____ Document section
I’ve always said that England helped me grow as a person.
As a manager, I tell my players how important home is. I’ll also never forget the first time we arrived at our new home.
I would paint the house; look after the garden. I even furnished the house with my wife. It makes you feel fulfilled as a person.
"You can't live on football alone – you have to think family."
At Luton, we always played on Saturday afternoons at 3pm. After the match, the manager would come up to me and say I had the whole day off on Sunday to spend with my family, and that’s what I’d do.
On those Sundays, we travelled all over England. We found all the safari parks in the country, something that my kids loved. We also went to Cambridge and Oxford. I remember a day with my daughter in Cambridge, which I’ll never forget.
“Dad, will I be able to study here?” she asked me. I told her that of course she could, but only if she was a very good student.
Education has always been important in my family. But football has been my life.
I grew up in Yugoslavia, a country where sport carried a high social importance. At school, we had two hours of sports lessons a day and were encouraged to play other sports beyond that. I played basketball and boxed. In the end, though, I decided to play football for Uzice, where I studied.
When I was 23, I went to Belgrade to play with Partizan. I’d got married a few months earlier. A house was included as part of my contract. That was very important. I was the only one of my peers who owned a house. My parents were very proud.
"At the time Istanbul was the most beautiful city in the world"
When I extended the contract, because I had children, the club gave us a bigger house. That’s really important because you can’t live on football alone – you also have to think about having a family. About taking on responsibility.
Away from football, I started to study sports science at university. I remember the final test to pass the diploma. It was about the dead-ball strategy, both in attack and defence. The work I did then has been talked about a lot at the university since.
Training and studying was a huge effort. Studying for the exams while on camp with the team, in particular, but it developed me culturally as a person.
When I was 28, I played outside Yugoslavia for the first time. I moved to Turkey, to play for Fenerbahce.
It was a special time. I already had two children, and from my point of view Istanbul was, at that time, the most beautiful city in the world.
A city of two oceans. Of two continents, and one with a history very much linked to the old history of Yugoslavia.
"When Boskov spoke, everyone at Zaragoza would listen"
In my second season there, we became champions with a goal I scored against Galatasaray. A goal where I smashed my head in! I ended up in hospital that night.
________
**Work instructions:**
1. Answer these questions from the football memoir:
(a) How old was the writer when he went to Belgrade to play with Partizan?
(b) Which club did the writer join on moving to Turkey?
(c) At what time did Luton play on Saturday afternoons?
2. Copy part of the football memoir word for word. Begin at the words that have "At Luton, we" and stop after "what I’d do.".
The lines after this point have no connection to the football memoir.
____ Supplied records
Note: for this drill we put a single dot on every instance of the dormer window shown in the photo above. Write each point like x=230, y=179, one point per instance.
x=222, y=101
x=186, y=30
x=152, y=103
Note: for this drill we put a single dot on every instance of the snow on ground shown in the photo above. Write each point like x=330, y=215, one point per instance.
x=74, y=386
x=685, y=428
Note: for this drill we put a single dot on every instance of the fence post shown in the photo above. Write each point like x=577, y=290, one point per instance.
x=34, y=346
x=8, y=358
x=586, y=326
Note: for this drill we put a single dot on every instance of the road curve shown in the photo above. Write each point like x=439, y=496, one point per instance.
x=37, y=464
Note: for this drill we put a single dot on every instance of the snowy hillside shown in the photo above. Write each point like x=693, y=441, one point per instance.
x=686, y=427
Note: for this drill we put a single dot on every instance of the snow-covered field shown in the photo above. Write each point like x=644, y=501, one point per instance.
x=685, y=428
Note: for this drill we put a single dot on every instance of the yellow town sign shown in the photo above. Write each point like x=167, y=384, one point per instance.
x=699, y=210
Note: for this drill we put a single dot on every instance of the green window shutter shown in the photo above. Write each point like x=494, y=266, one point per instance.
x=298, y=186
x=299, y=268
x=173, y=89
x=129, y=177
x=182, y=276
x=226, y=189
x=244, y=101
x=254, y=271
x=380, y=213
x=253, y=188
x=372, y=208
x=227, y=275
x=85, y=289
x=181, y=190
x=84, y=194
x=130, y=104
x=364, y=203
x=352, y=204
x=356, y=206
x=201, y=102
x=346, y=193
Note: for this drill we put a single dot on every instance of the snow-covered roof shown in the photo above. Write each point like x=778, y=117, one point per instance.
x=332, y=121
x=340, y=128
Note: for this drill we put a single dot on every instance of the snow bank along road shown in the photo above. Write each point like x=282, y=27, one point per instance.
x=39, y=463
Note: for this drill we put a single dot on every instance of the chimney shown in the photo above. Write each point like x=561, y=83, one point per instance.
________
**Exercise results:**
1.
(a) 23
(b) Fenerbahce
(c) 3pm

2.
At Luton, we always played on Saturday afternoons at 3pm. After the match, the manager would come up to me and say I had the whole day off on Sunday to spend with my family, and that’s what I’d do.